◆ EXERCISE INSTRUCTIONS:
**1.** How would you rewrite the paragraph in the GPU transcoding thread that begins "Also, how is the measuring done?" as a short list that keeps its main facts?
**2.** In the GPU transcoding thread, which function does the code enter and never exit?
**3.** Continue the forum thread about the GPU transcoding issue after its final post.

◆ PROVIDED TEXT:
⁂

I'm using random names. Just took piece of code from our transcoder.go
For the benchmarking, wouldn't it be useful to have a more consistent naming scheme to help diagnose issues like these?
enable logging inside ffmplib we're using?
Either:
- Don't call
ffmpeg.InitFFmpeg()and that keeps the log level at the default (INFO) - Modify
lpms_initto return enhanced logging, eg AV_LOG_DEBUG or even AV_LOG_TRACE. https://github.com/livepeer/lpms/blob/master/ffmpeg/lpms_ffmpeg.c#L65
@j0sh and it is not VRAM exceed problem - I've just looked at the VRAM consumption - it was using around 7M memory on the card with 16M.
it was using around 7M memory on the card with 16M.
Just 7MB ? Is that right?
Also, how is the measuring done? nvidia-smi dmon and pmon only show the instantaneous utilization of VRAM(eg, how much VRAM was actually read and written during the polling interval), while nvidia-smi by itself shows the absolute amount of VRAM in use on each card, broken down per process.
From the plex issue, it seems to have more to do with throughput, rather than the amount of memory in use. Anyway, agreed that it's hard to really say if it's the same issue we're having, but it seemed like an interesting and somewhat similar data point.
Just 7MB ? Is that right?
Just nvidia-smi output:
+-----------------------------------------------------------------------------+
| NVIDIA-SMI 430.26 Driver Version: 430.26 CUDA Version: 10.2 |
|-------------------------------+----------------------+----------------------+
| GPU Name Persistence-M| Bus-Id Disp.A | Volatile Uncorr. ECC |
| Fan Temp Perf Pwr:Usage/Cap| Memory-Usage | GPU-Util Compute M. |
|===============================+======================+======================|
| 0 Tesla P100-PCIE... Off | 00000000:00:04.0 Off | 0 |
| N/A 43C P0 56W / 250W | 7423MiB / 16280MiB | 37% Default |
+-------------------------------+----------------------+----------------------+
+-----------------------------------------------------------------------------+
| Processes: GPU Memory |
| GPU PID Type Process name Usage |
|=============================================================================|
| 0 2117 C /tmp/go-build655338158/b001/exe/livepeer 7411MiB |
+-----------------------------------------------------------------------------+
Traced it down to this line:
https://github.com/FFmpeg/FFmpeg/blob/f7f4691f9f745f6a087879ab855dd65f9f16879d/libavcodec/nvdec.c#L162
It enters cuvidDestroyDecoder (function in Nvidia library) and never exits.

⁂

◆ GIVEN DATA:
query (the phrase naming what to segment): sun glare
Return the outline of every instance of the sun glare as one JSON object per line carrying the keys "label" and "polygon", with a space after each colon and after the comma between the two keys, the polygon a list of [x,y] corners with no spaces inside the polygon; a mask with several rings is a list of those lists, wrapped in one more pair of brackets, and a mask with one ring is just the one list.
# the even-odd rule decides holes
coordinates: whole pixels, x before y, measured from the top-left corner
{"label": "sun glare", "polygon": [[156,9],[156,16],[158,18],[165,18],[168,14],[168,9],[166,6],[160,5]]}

⁂

◆ YOUR RESPONSES:
**1.**
- The paragraph asks how the measuring is done.
- `nvidia-smi dmon` and `pmon` show only instantaneous VRAM utilization: how much VRAM was actually read and written during the polling interval.
- `nvidia-smi` by itself shows the absolute amount of VRAM in use on each card, broken down per process.

**2.** It enters `cuvidDestroyDecoder`, a function in the Nvidia library, and never exits.

**3.**
So, this is either:
- Bug in Nvidia drivers
- FFmpeg messes something up
- Go runtime messes with threads/locks
For the next thing I'll try Nvidia's beta driver.
Possibly related: cuda-memcheck is indicating issues within cuvidDestroyDecoder . This is also present in ffmpeg itself, which would seem to exclude issues on the golang / cgo side.
If the beta driver doesn't help, it would be interesting to see if the hang is also reproducible with ffmpeg itself.
cuda-memcheck with a custom program shows this:
========= Program hit CUDA_ERROR_INVALID_CONTEXT (error 201) due to "invalid device context" on CUDA API call to cuCtxSynchronize.
========= Saved host backtrace up to driver entry point at error
========= Host Frame:/usr/lib/x86_64-linux-gnu/libcuda.so.1 (cuCtxSynchronize + 0x12d) [0x245a8d]
========= Host Frame:/usr/lib/x86_64-linux-gnu/libnvcuvid.so.1 [0x2a380]
========= Host Frame:/usr/lib/x86_64-linux-gnu/libnvcuvid.so.1 [0x1981e]
========= Host Frame:/usr/lib/x86_64-linux-gnu/libnvcuvid.so.1 (cuvidDestroyDecoder + 0x64) [0x17974]
========= Host Frame:/home/josh/compiled/lib/libavcodec.so.58 [0x7a265]
========= Host Frame:/home/josh/compiled/lib/libavcodec.so.58 (avcodec_close + 0x6c) [0xb0b21]
========= Host Frame:/home/josh/compiled/lib/libavcodec.so.58 (avcodec_free_context + 0x19) [0x59d4b9]
========= Host Frame:./a.out [0x4f5d]
========= Host Frame:./a.out [0x7ffd]
========= Host Frame:./a.out [0x838e]
========= Host Frame:/lib/x86_64-linux-gnu/libpthread.so.0 [0x76db]
========= Host Frame:/lib/x86_64-linux-gnu/libc.so.6 (clone + 0x3f) [0x12188f]
This also occurs with ffmpeg:
$ cuda-memcheck ffmpeg -hwaccel cuvid -hwaccel_device 1 -c:v h264_cuvid -i in/short_testharness.m3u8 -c:a copy -c:v h264_nvenc -vf fps=30,scale_cuda=w=1280:h=720 -f null - -c:v h264_nvenc -vf fps=30,scale_cuda=1024:h=576 -f null -
...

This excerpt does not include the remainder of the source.